• Текст для чтения:
Гэри Кэмп - 12 ведущих философов современности стр 29.

Шрифт
Фон

Собственная метаэтика Уильямса мешала ему, однако, как-то характеризовать моральные достижения и условия нравственного прогресса или применить свою схему для обоснованной критики исторически или культурно "чуждых" обычаев. (Его деятельность на посту председателя Королевской комиссии отличалась, пожалуй, излишним либерализмом, так как ограничения накладывались только на демонстрацию педофилии и садомазохизма, в то время как изготовители порнографической продукции получили возможность неограниченно ее производить и продавать кому угодно.) Уильямс считал, что мы приобретем лучшее понимание нравственности, если станем пользоваться такими "плотными" этическими терминами, как "мужественный", "великодушный", "двоедушный" - вместо "тощих" и бесцветных кантианских терминов "правильный", "неверный", "допустимый", "запрещенный" и тому подобных. Но подобные утверждения отличаются консервативной предвзятостью, ибо предложенные им "плотные" термины имеют хождение в совершенно ином контексте. Наконец, попытка Уильямса приравнять идею о функции "сожаления деятеля" к идее объективной моральной ущербности представляется весьма спорной, поскольку переживать сожаления и угрызения такого рода могут лишь люди, получившие достаточное нравственное воспитание. Кажется, Уильямс по умолчанию предполагает высокий уровень нравственного воспитания само собой разумеющимся, поскольку только такое воспитание делает человека способным чувствовать стыд или вину в соответствующих ситуациях, и иначе не бывает. Даже если бы о некоторых деталях такого воспитания можно было рассказать без ссылок на основные школы философии морали, подвергнутые Уильямсом беспощадной критике, мы имели бы право сказать, что Уильямс, без всяких на то оснований, предположил, что его образовательный уровень является универсальным и общедоступным.

• Что нужно сделать:
1. Сократите абзац из отрывка о метаэтике Уильямса, начинающийся словами «Собственная метаэтика Уильямса мешала ему», оформив его в виде списка с сохранением главных фактов.
2. Продолжите отрывок о метаэтике Уильямса, начав после его последнего предложения.

• Содержимое набора данных:
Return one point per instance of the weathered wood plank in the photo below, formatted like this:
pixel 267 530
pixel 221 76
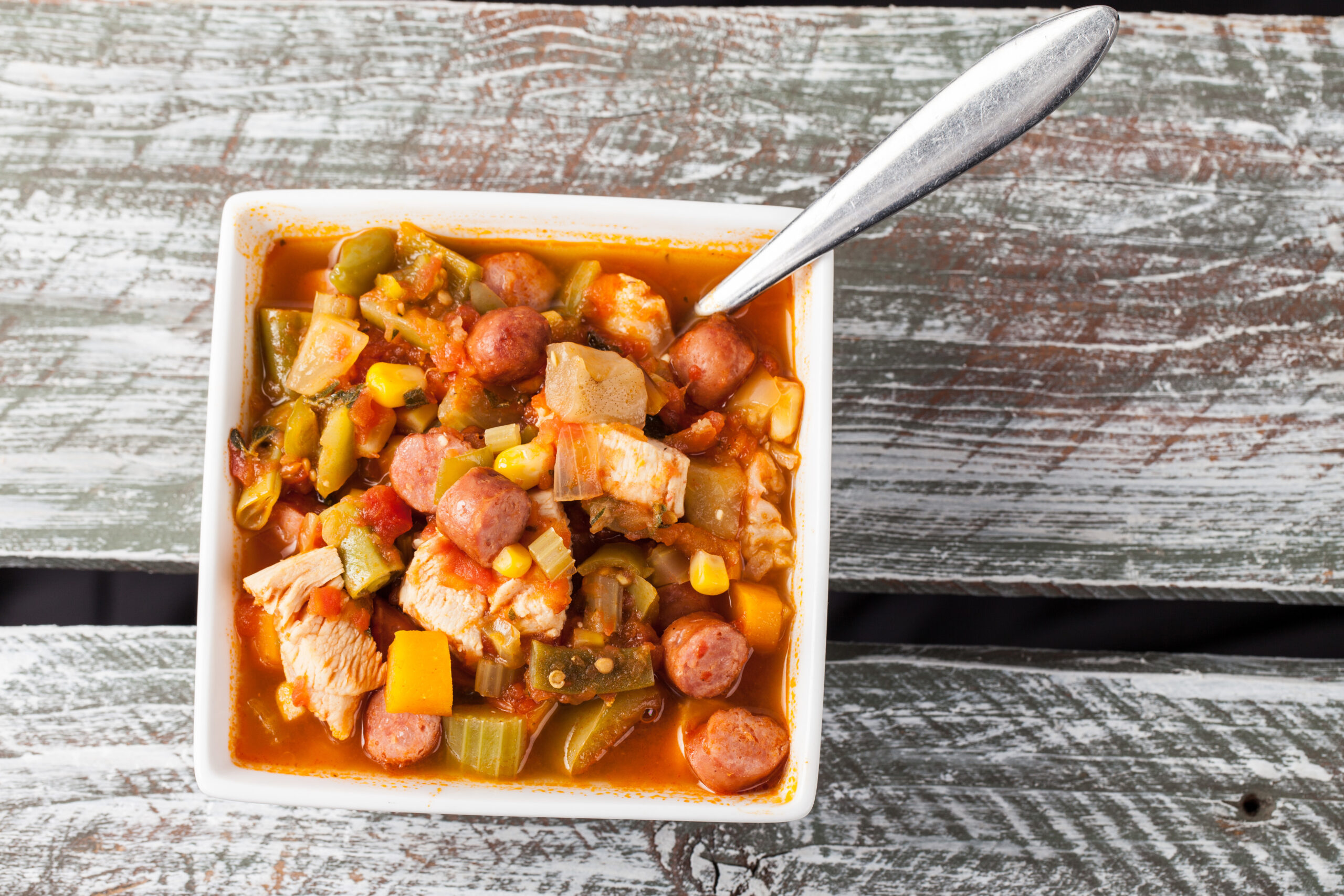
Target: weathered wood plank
pixel 944 772
pixel 1101 364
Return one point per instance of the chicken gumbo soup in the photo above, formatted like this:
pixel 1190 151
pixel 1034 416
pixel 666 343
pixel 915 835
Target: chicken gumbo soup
pixel 500 523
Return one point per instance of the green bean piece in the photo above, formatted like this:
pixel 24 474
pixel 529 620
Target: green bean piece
pixel 574 671
pixel 414 325
pixel 281 332
pixel 337 452
pixel 575 285
pixel 461 272
pixel 617 556
pixel 362 258
pixel 603 602
pixel 368 568
pixel 598 727
pixel 646 598
pixel 487 741
pixel 301 431
pixel 257 500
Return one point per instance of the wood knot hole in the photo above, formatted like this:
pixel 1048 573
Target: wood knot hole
pixel 1256 806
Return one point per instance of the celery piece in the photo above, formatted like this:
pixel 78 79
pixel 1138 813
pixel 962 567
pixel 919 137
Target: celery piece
pixel 598 726
pixel 461 272
pixel 551 555
pixel 257 500
pixel 573 671
pixel 487 741
pixel 337 456
pixel 362 258
pixel 484 299
pixel 368 568
pixel 575 285
pixel 601 604
pixel 301 431
pixel 492 678
pixel 456 468
pixel 508 642
pixel 281 332
pixel 617 556
pixel 646 598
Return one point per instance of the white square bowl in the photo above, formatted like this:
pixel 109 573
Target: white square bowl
pixel 250 224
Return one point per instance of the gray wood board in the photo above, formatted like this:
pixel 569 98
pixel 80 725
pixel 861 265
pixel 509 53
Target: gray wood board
pixel 1102 364
pixel 945 772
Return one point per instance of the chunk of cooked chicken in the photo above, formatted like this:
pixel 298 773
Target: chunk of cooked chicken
pixel 339 664
pixel 766 543
pixel 642 472
pixel 631 311
pixel 447 592
pixel 284 587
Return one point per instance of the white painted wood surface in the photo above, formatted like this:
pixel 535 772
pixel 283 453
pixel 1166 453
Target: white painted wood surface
pixel 945 772
pixel 1104 363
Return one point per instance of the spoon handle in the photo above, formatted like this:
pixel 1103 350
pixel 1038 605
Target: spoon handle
pixel 992 104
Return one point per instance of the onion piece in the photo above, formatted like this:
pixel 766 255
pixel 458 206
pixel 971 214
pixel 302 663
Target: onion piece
pixel 577 452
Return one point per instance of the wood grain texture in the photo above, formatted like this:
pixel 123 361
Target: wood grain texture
pixel 945 772
pixel 1104 363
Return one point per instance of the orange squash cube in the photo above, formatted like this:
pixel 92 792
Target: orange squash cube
pixel 420 673
pixel 759 613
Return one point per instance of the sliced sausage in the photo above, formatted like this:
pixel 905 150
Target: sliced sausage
pixel 704 655
pixel 711 361
pixel 736 749
pixel 483 513
pixel 386 623
pixel 676 601
pixel 521 279
pixel 508 344
pixel 395 739
pixel 416 464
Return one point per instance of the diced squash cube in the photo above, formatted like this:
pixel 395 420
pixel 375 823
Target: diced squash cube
pixel 709 573
pixel 788 410
pixel 420 673
pixel 759 613
pixel 286 700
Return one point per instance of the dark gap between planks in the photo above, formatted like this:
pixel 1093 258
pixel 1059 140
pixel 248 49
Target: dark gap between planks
pixel 76 597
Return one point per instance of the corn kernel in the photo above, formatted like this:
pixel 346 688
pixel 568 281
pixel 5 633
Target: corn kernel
pixel 389 383
pixel 512 562
pixel 390 288
pixel 784 416
pixel 500 438
pixel 420 673
pixel 759 613
pixel 286 700
pixel 709 573
pixel 523 465
pixel 417 419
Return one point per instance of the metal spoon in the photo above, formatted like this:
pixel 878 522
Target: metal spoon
pixel 994 102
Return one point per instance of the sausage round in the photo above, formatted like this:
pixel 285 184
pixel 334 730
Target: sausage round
pixel 704 655
pixel 394 739
pixel 519 279
pixel 736 750
pixel 416 464
pixel 508 344
pixel 483 513
pixel 711 361
pixel 676 601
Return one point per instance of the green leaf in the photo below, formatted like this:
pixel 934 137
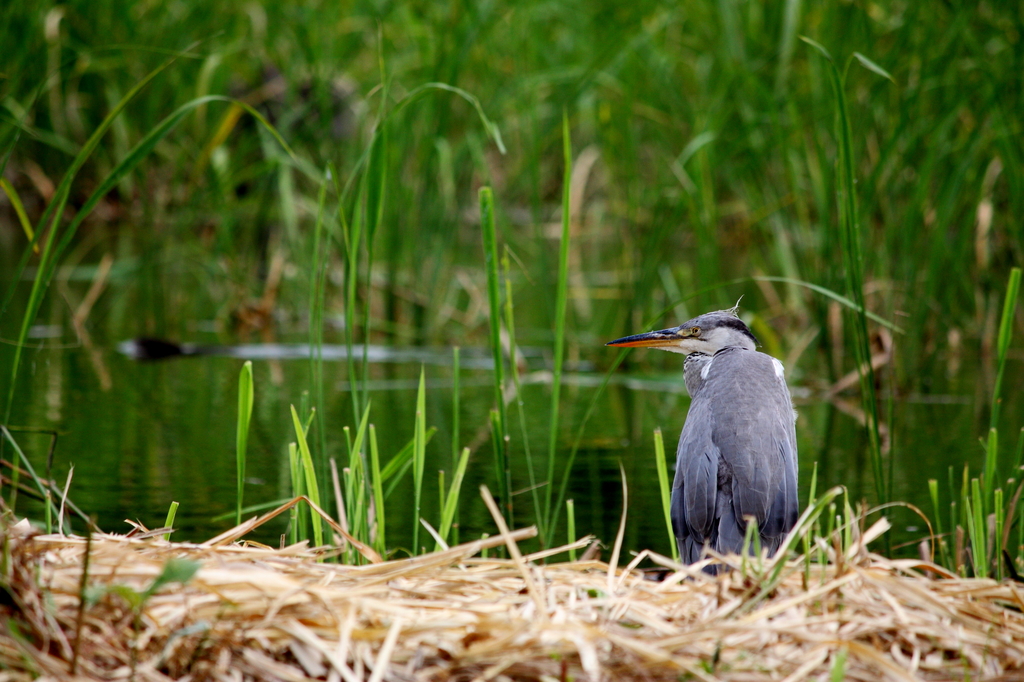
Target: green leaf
pixel 870 66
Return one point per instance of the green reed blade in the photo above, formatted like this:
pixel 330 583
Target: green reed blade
pixel 309 471
pixel 853 260
pixel 570 525
pixel 666 489
pixel 378 483
pixel 561 298
pixel 494 300
pixel 242 433
pixel 452 501
pixel 169 520
pixel 419 458
pixel 520 407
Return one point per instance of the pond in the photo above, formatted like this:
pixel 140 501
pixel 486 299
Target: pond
pixel 141 434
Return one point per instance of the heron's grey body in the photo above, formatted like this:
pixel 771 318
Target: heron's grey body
pixel 737 453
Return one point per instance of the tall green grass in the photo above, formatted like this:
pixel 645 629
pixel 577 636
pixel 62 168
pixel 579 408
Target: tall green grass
pixel 982 516
pixel 853 256
pixel 719 150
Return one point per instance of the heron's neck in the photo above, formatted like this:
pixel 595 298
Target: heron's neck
pixel 692 367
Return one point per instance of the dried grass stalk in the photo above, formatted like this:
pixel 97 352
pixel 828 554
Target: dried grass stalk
pixel 260 613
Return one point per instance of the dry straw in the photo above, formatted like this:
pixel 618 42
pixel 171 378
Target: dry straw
pixel 258 613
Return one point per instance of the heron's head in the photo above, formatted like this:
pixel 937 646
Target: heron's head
pixel 705 334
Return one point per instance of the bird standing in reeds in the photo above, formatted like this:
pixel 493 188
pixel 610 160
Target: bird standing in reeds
pixel 737 454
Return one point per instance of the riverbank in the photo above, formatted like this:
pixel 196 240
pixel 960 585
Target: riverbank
pixel 159 610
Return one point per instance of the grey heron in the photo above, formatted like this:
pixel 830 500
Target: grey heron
pixel 737 453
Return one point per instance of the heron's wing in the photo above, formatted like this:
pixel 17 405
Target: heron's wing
pixel 695 487
pixel 754 431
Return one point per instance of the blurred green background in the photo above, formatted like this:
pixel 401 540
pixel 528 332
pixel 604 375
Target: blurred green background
pixel 704 154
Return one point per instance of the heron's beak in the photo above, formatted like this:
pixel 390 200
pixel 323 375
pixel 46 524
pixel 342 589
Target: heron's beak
pixel 662 339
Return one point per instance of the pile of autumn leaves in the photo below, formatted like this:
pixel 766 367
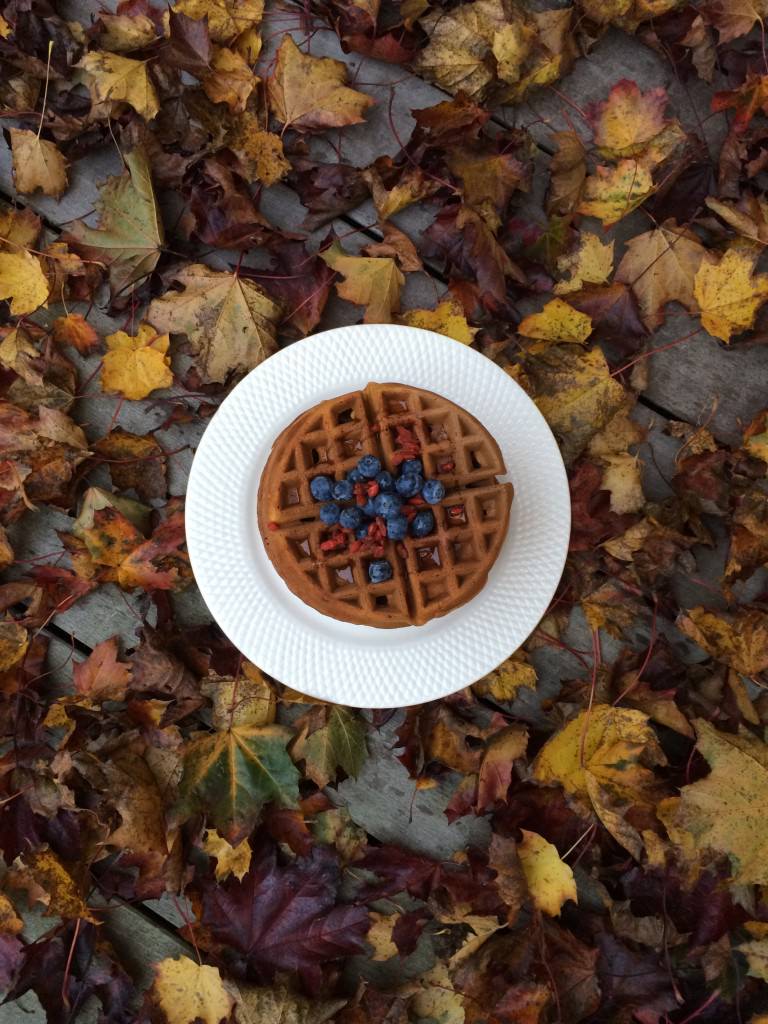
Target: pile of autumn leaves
pixel 178 767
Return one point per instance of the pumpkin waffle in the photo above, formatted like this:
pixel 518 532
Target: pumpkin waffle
pixel 431 574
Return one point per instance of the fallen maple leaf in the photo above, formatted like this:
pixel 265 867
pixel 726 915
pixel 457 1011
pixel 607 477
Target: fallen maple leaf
pixel 226 18
pixel 74 330
pixel 628 120
pixel 576 393
pixel 136 366
pixel 309 93
pixel 550 880
pixel 231 774
pixel 229 859
pixel 448 317
pixel 728 294
pixel 259 153
pixel 285 918
pixel 602 759
pixel 590 263
pixel 186 992
pixel 721 813
pixel 229 80
pixel 161 562
pixel 611 193
pixel 23 281
pixel 511 676
pixel 331 738
pixel 557 322
pixel 740 641
pixel 130 230
pixel 660 266
pixel 37 164
pixel 467 44
pixel 397 245
pixel 371 282
pixel 113 78
pixel 101 675
pixel 134 461
pixel 228 321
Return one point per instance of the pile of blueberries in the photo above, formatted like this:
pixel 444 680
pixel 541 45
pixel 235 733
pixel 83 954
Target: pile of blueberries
pixel 393 493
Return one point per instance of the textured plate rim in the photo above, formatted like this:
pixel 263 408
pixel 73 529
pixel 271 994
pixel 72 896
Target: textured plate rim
pixel 356 665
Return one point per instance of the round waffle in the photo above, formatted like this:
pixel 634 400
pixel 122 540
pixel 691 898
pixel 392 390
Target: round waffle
pixel 431 574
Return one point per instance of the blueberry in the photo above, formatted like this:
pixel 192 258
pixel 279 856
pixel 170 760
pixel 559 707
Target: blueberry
pixel 343 491
pixel 423 523
pixel 321 487
pixel 351 518
pixel 409 485
pixel 397 527
pixel 433 492
pixel 369 466
pixel 380 570
pixel 330 513
pixel 387 505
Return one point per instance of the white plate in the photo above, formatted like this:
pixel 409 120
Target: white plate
pixel 359 665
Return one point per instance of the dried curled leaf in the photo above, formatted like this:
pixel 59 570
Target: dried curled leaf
pixel 309 93
pixel 116 79
pixel 23 281
pixel 186 992
pixel 228 321
pixel 38 164
pixel 371 282
pixel 729 294
pixel 136 366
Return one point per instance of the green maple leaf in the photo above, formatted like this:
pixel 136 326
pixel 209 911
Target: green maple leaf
pixel 130 230
pixel 230 775
pixel 339 743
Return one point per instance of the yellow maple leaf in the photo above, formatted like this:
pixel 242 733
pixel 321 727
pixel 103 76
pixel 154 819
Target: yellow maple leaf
pixel 13 643
pixel 550 880
pixel 228 321
pixel 601 760
pixel 373 282
pixel 23 281
pixel 577 394
pixel 116 79
pixel 590 263
pixel 611 193
pixel 557 322
pixel 229 859
pixel 511 676
pixel 723 812
pixel 728 294
pixel 226 18
pixel 628 120
pixel 659 266
pixel 259 153
pixel 37 164
pixel 230 80
pixel 740 641
pixel 136 366
pixel 310 93
pixel 446 317
pixel 187 992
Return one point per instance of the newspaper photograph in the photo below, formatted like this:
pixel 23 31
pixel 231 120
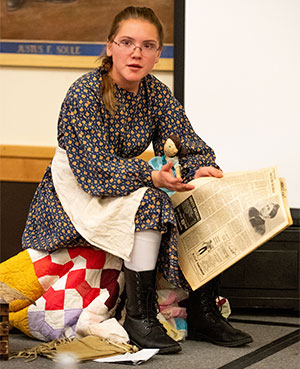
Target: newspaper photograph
pixel 224 219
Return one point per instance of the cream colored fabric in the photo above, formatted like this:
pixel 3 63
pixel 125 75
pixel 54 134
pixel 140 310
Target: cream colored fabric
pixel 107 223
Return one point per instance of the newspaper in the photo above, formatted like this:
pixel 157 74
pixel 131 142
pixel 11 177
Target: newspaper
pixel 224 219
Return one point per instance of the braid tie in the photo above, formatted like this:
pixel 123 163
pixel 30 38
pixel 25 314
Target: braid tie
pixel 108 88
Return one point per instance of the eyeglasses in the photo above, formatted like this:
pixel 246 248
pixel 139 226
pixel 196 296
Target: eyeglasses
pixel 127 46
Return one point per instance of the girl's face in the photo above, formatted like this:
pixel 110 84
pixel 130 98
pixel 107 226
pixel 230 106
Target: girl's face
pixel 130 64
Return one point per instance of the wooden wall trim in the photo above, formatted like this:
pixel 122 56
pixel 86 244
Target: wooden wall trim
pixel 28 163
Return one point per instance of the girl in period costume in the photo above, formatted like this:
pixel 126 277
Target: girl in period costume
pixel 98 193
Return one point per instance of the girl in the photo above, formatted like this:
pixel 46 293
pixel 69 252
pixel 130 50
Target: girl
pixel 96 182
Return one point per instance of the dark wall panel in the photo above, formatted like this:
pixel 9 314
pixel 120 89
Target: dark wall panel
pixel 15 201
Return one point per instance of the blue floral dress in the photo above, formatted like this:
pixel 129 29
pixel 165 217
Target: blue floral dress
pixel 102 153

• Результаты заданий:
1.
- Метаэтика Уильямса не позволяла ему характеризовать моральные достижения и условия нравственного прогресса или обоснованно критиковать исторически или культурно «чуждые» обычаи.
- Как председатель Королевской комиссии он проявил, пожалуй, излишний либерализм: ограничения касались только демонстрации педофилии и садомазохизма, а изготовители порнографии могли неограниченно производить ее и продавать кому угодно.
- Уильямс предлагал вместо «тощих» кантианских терминов («правильный», «неверный», «допустимый», «запрещенный») пользоваться «плотными» этическими терминами («мужественный», «великодушный», «двоедушный»). Эти утверждения консервативно предвзяты, так как такие термины имеют хождение в совершенно ином контексте.
- Его попытка приравнять функцию «сожаления деятеля» к объективной моральной ущербности спорна: подобные сожаления и угрызения испытывают лишь люди с достаточным нравственным воспитанием.
- Уильямс по умолчанию считает высокий уровень такого воспитания само собой разумеющимся и без оснований полагает свой образовательный уровень универсальным и общедоступным.

2.
В некоторых случаях Уильямс резко подчеркивал импровизационные аспекты человеческой жизни, необходимость отвечать на появляющиеся возможности разрывом связей с прошлым. Где-то еще он выражал свое восхищение тем, как чувство внутреннего "долженствования" приводит к установлению норм этического поведения - строгих норм, являвшихся частью "характера" в древнегреческом смысле этого слова, характера, по-видимому, утраченного нами в современном обществе. Он не ввел эти два противоположных признака нравственной жизни в рамки одной философской конструкции, хотя если бы он написал эссе о жесткости и импровизации в теории морали, то у него наверняка получилось бы нечто проницательное и волнующее. Его понимание архаики и любовь к ней вступали в конфликт с его же мнением о том, что чуждые народные обычаи ни в коем случае не могут стать образцом для подражания в других сообществах. Часто ли такое раздвоенное мышление (например, по поводу существования и идентификации "подлинных интересов" или по поводу возможности социального равенства) отражает теоретическую неразрешимость и трагический конфликт, который присущ Уильямсу, или он просто слишком торопливо приходил к своим выводам? Эти и другие вопросы, возникающие при чтении его сочинений, будут какое-то время еще занимать умы многих философов.

5 РОРТИ

Алан Малаховский

Для Рорти характерен революционный взгляд на философию, науку и культуру, и главное - понять, до какой степени он прав.

Бернард Уильямс

Верный, хотя и не единственный признак того, что философа можно считать значимой "фигурой", состоит в том, что о его работе становится трудно говорить без членения ее на различные периоды. Когда такое случается уже при жизни философа и возникают споры относительно той или иной периодизации, то мы можем с полной уверенностью сказать, что данный философ действительно является крупной величиной. Исходя из этого, Ричарда Рорти можно считать большим философом задолго до его преждевременной смерти, наступившей 8 июня 2007 года.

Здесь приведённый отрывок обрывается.